## THE EXERCISE
List every line in the material below that contains the string "wing", treating uppercase and lowercase as different.

## SUPPLIED MATERIAL
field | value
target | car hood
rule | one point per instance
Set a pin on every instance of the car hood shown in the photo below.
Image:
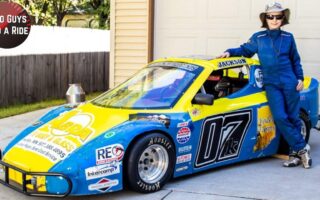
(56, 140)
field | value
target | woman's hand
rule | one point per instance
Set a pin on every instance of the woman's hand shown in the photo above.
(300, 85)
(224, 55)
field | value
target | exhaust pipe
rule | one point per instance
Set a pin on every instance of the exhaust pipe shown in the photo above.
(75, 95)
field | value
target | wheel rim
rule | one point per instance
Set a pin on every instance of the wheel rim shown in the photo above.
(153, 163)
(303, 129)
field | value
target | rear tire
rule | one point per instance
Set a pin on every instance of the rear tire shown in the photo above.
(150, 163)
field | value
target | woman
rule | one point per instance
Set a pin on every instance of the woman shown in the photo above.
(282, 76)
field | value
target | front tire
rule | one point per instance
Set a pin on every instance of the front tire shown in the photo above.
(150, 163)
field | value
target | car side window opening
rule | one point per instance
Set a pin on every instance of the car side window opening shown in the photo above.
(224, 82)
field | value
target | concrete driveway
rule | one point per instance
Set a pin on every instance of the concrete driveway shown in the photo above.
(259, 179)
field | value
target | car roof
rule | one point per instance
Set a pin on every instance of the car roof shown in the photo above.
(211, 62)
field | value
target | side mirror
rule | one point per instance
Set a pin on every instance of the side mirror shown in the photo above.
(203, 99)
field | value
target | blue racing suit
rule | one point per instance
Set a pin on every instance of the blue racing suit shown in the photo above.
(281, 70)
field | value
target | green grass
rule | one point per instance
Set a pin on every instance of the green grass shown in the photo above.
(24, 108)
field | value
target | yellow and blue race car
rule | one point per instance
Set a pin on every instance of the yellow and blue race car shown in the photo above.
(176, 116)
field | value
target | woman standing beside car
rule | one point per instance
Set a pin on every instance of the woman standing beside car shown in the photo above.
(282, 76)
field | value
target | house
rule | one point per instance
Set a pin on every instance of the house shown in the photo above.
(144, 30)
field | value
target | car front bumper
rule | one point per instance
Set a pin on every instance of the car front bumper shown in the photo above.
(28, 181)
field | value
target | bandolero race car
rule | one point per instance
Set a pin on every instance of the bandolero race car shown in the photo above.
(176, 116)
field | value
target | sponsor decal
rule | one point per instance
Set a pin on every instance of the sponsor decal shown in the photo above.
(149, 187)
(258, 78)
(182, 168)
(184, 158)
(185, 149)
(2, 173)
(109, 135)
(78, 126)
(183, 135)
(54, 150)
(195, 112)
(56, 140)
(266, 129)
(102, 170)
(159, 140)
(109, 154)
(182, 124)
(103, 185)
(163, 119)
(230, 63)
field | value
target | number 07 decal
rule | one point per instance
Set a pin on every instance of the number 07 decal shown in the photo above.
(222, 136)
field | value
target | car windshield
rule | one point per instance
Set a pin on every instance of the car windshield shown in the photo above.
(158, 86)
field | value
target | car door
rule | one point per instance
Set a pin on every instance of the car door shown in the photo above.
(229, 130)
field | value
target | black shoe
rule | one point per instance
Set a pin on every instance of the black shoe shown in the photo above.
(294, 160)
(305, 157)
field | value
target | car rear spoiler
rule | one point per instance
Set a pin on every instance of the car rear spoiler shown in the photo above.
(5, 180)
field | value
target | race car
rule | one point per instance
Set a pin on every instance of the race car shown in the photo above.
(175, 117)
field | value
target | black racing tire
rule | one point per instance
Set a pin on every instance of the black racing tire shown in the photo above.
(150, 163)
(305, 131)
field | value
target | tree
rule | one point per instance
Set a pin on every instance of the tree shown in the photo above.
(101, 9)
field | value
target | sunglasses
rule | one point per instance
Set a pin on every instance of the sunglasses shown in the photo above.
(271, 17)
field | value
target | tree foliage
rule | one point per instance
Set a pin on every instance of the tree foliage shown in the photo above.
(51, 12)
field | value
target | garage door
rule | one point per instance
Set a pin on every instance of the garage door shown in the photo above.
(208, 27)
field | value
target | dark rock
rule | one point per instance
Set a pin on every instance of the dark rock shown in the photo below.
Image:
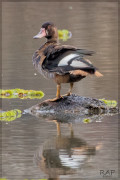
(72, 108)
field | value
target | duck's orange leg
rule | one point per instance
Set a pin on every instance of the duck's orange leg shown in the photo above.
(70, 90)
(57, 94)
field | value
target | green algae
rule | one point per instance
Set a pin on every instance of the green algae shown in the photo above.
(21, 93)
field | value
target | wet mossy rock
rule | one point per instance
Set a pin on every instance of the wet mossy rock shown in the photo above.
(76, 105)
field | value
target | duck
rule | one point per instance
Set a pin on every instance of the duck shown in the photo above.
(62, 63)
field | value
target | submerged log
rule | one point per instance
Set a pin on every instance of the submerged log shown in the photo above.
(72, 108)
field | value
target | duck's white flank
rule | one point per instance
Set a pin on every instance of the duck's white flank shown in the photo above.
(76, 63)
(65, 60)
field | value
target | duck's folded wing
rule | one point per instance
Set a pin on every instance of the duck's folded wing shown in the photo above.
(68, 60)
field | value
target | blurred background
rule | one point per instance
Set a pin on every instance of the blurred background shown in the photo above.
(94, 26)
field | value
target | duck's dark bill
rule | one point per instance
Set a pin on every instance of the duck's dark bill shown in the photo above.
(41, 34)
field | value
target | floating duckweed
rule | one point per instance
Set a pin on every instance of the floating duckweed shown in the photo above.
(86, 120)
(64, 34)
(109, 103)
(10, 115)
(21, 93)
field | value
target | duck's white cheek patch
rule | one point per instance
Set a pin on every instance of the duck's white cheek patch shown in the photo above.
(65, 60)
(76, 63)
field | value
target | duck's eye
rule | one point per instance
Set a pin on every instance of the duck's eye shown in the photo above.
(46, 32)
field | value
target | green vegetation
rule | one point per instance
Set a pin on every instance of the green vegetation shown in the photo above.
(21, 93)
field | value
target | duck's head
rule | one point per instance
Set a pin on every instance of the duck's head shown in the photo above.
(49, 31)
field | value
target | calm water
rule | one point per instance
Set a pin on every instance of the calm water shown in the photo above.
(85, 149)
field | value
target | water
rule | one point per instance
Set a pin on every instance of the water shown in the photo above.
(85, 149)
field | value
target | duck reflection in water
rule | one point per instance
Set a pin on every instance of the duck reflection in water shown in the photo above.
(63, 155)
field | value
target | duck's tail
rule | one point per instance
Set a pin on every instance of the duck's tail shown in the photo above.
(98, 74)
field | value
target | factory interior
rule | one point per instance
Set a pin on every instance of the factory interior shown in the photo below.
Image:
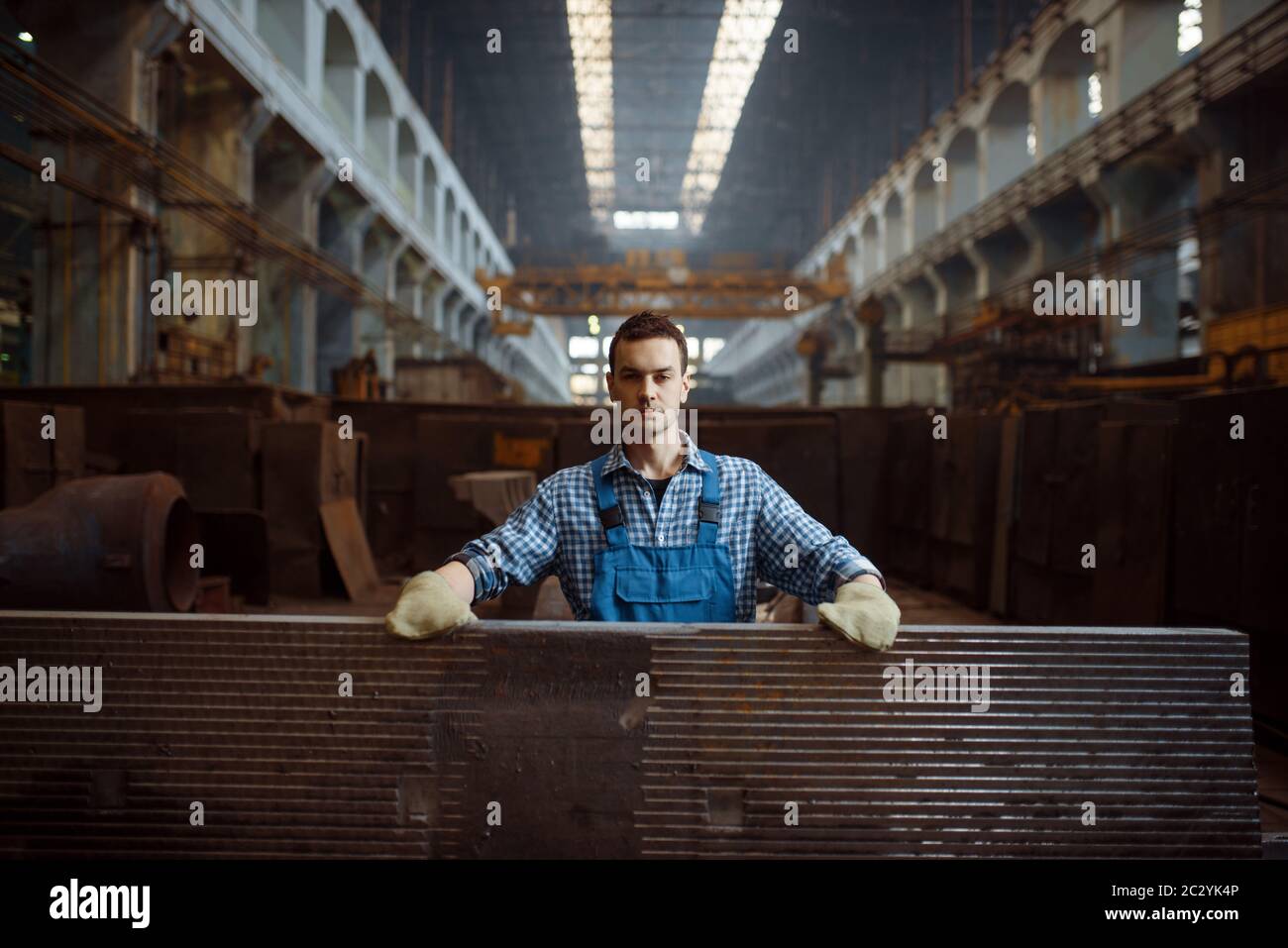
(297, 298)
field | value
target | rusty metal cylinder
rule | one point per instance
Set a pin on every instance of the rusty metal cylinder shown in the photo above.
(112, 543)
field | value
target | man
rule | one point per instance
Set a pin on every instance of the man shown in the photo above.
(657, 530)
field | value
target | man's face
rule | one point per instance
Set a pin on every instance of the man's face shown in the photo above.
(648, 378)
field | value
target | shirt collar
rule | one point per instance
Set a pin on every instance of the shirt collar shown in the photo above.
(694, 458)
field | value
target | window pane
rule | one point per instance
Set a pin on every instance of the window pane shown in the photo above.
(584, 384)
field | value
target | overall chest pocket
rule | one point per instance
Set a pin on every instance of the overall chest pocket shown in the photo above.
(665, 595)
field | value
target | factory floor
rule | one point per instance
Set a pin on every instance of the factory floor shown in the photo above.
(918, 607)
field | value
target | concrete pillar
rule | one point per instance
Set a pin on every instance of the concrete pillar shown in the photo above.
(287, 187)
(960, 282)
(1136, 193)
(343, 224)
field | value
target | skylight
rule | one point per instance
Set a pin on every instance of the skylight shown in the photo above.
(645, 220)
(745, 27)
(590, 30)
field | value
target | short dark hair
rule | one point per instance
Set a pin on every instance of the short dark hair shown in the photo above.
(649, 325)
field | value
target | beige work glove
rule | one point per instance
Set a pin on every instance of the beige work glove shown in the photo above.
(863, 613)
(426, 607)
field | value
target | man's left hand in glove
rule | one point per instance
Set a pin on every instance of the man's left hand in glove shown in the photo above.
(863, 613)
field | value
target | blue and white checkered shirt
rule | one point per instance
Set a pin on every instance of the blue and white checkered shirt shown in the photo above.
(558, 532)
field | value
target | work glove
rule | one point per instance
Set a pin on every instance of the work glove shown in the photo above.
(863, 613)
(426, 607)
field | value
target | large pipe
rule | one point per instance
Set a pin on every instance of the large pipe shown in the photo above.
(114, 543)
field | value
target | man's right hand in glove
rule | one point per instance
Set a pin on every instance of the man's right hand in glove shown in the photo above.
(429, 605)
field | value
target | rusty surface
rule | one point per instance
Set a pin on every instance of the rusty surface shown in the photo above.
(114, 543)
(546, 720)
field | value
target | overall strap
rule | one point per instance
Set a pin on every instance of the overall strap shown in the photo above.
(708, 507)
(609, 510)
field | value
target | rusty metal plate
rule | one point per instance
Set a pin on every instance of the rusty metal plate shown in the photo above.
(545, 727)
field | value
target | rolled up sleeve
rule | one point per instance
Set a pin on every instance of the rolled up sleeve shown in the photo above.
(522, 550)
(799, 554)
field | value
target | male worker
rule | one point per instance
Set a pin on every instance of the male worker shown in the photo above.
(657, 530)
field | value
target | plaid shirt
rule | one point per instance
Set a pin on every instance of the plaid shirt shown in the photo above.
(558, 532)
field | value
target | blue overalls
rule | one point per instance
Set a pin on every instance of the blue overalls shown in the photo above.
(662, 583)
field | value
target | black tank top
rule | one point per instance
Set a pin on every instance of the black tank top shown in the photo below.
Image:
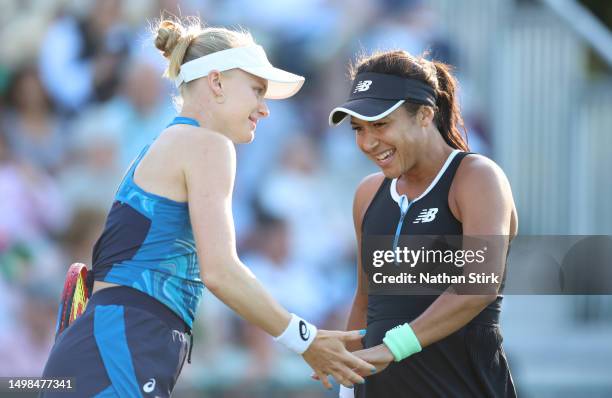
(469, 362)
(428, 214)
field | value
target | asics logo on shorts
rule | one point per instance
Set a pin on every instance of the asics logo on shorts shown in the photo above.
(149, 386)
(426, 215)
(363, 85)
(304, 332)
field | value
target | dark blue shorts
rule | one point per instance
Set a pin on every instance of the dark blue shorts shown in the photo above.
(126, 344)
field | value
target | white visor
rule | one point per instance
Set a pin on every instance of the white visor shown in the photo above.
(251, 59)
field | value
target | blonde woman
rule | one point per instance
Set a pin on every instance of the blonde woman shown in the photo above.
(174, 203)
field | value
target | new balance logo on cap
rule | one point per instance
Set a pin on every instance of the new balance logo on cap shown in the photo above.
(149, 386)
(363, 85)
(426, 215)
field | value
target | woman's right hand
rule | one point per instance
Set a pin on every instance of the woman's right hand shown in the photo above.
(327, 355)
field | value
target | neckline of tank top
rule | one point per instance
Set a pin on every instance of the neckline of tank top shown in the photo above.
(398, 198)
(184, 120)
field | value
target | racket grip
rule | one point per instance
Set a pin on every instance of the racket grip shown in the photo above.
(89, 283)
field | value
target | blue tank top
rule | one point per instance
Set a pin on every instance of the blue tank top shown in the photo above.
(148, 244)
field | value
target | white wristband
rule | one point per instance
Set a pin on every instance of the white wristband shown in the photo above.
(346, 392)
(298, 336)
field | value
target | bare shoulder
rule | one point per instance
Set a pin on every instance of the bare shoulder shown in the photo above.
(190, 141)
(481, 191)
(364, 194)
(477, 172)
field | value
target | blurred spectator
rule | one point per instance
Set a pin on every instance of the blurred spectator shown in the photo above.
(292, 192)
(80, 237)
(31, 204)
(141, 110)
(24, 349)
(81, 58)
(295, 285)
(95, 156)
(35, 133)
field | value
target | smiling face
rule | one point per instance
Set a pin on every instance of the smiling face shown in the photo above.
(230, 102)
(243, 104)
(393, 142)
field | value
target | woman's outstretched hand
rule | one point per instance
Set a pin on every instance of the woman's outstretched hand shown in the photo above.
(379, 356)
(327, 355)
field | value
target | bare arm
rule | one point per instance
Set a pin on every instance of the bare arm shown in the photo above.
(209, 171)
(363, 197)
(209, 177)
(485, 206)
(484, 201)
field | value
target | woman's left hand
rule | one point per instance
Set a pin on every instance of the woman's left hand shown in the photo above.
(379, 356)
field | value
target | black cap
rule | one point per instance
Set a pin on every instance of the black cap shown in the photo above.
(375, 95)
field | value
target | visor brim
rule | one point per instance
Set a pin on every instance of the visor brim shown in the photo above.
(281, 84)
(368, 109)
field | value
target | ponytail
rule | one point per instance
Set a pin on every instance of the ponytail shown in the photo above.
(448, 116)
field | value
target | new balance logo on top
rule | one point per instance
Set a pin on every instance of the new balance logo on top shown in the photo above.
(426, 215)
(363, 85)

## SOLUTION TO THE EXERCISE
target | duck's folded wing
Set a pin on every instance of the duck's folded wing shown in the photo above.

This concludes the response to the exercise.